- Your objective: Your response should contain each line of the data that includes "logo".

- Dataset records:

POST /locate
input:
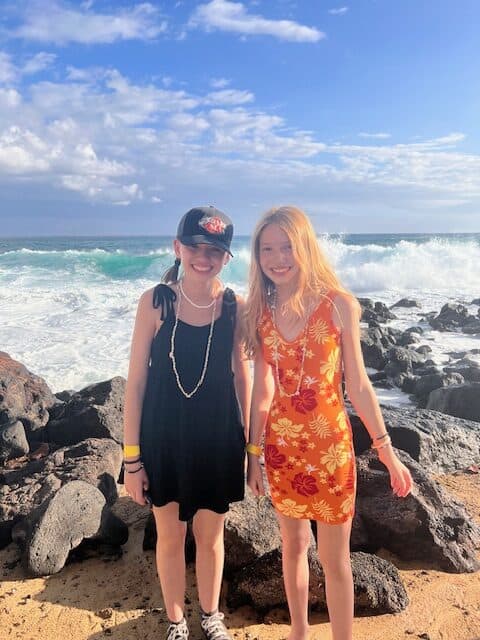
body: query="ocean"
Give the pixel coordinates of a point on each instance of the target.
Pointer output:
(67, 305)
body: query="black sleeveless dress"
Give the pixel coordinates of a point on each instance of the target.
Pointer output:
(193, 448)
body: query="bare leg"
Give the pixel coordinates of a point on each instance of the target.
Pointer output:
(208, 532)
(296, 536)
(171, 558)
(333, 544)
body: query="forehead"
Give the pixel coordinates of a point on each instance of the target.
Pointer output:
(273, 234)
(202, 245)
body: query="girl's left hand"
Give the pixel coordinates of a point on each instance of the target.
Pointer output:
(400, 477)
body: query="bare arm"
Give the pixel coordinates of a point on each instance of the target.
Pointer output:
(241, 369)
(361, 392)
(143, 333)
(262, 395)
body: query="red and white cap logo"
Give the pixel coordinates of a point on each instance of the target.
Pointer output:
(212, 224)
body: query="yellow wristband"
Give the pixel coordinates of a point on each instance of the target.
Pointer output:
(130, 450)
(254, 449)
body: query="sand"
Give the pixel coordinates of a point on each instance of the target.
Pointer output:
(119, 597)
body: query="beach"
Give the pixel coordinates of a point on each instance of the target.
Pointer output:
(119, 597)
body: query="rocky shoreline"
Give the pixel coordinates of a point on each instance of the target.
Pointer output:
(60, 474)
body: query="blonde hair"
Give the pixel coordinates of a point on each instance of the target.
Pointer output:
(316, 276)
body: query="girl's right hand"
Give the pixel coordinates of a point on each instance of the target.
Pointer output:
(136, 484)
(254, 476)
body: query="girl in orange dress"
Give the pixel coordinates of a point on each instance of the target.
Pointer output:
(303, 332)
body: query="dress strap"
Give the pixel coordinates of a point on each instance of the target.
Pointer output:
(164, 297)
(229, 307)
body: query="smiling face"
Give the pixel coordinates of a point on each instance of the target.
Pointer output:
(200, 260)
(276, 257)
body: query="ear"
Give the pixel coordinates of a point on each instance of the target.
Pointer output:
(176, 247)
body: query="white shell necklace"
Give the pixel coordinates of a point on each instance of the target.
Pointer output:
(194, 304)
(276, 357)
(189, 394)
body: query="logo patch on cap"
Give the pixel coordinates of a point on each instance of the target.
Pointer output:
(212, 224)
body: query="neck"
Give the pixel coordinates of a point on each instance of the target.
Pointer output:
(202, 291)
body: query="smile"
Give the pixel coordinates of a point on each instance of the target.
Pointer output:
(201, 269)
(280, 270)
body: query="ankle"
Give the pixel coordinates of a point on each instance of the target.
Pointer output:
(299, 631)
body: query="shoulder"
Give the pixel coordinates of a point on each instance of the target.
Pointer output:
(346, 308)
(240, 302)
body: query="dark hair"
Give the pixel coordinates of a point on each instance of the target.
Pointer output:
(171, 274)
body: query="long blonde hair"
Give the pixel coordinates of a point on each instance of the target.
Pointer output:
(316, 276)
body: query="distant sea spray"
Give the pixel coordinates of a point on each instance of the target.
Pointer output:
(67, 305)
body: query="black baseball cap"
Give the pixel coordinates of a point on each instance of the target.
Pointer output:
(206, 225)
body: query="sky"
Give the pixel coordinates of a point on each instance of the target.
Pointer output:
(117, 117)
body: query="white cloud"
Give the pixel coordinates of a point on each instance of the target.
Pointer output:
(229, 97)
(225, 15)
(338, 12)
(379, 136)
(9, 98)
(11, 73)
(60, 23)
(8, 71)
(219, 83)
(38, 62)
(97, 135)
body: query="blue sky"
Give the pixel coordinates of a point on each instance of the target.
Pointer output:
(116, 117)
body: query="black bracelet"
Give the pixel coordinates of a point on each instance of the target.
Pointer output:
(136, 470)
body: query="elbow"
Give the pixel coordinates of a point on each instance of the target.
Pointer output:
(358, 390)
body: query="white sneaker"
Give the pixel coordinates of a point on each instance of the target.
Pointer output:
(177, 631)
(213, 626)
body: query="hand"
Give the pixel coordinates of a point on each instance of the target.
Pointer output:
(254, 476)
(400, 477)
(136, 484)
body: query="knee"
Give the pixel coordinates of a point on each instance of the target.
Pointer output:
(336, 567)
(296, 545)
(208, 543)
(173, 540)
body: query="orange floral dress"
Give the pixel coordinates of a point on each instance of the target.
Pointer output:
(309, 456)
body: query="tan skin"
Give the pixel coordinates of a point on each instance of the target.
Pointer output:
(277, 262)
(201, 265)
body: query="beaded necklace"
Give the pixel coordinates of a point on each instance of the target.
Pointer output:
(194, 304)
(189, 394)
(276, 356)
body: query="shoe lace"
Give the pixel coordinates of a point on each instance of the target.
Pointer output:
(177, 631)
(214, 627)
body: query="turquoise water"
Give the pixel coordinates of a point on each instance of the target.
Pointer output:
(67, 305)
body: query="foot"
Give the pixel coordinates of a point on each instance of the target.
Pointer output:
(298, 634)
(213, 626)
(177, 631)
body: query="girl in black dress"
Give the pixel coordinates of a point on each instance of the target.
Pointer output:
(186, 411)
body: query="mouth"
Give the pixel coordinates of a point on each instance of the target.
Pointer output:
(200, 269)
(280, 271)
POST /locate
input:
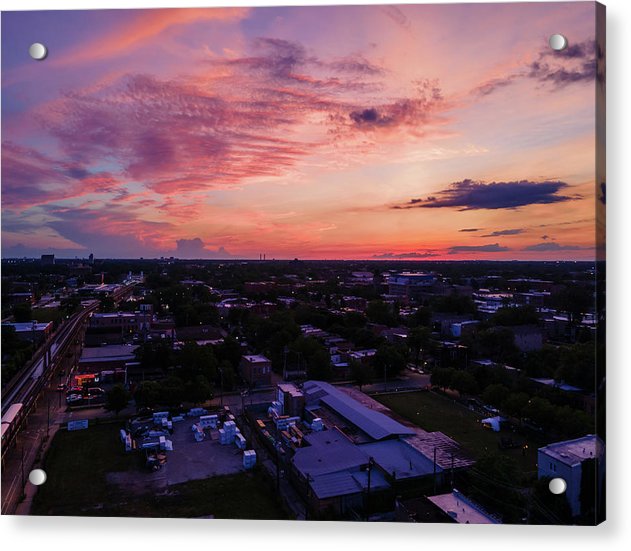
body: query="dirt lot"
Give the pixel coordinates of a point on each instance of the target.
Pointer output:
(89, 473)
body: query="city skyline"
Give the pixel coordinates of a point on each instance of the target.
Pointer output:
(226, 133)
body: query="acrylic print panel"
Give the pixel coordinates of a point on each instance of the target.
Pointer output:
(340, 262)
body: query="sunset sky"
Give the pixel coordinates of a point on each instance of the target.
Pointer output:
(437, 132)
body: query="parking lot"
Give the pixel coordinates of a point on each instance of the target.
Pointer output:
(191, 460)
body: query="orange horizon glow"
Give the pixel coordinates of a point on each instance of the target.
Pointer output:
(232, 132)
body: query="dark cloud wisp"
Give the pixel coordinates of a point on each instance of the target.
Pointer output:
(474, 195)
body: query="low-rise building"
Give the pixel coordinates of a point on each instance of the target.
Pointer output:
(568, 460)
(462, 509)
(32, 331)
(256, 370)
(410, 285)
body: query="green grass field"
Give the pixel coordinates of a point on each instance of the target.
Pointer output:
(434, 412)
(77, 467)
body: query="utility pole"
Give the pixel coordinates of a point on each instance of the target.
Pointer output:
(434, 471)
(385, 378)
(276, 444)
(221, 387)
(48, 419)
(371, 462)
(22, 469)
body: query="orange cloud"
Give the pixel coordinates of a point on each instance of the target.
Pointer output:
(144, 26)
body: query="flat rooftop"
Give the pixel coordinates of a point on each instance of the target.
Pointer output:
(258, 358)
(574, 452)
(329, 451)
(109, 352)
(27, 326)
(462, 509)
(377, 425)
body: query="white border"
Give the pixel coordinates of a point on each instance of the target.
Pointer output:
(93, 534)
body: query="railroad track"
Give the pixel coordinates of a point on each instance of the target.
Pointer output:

- Reply to the exercise:
body: query="red and white cap logo"
body: query="logo patch on cap"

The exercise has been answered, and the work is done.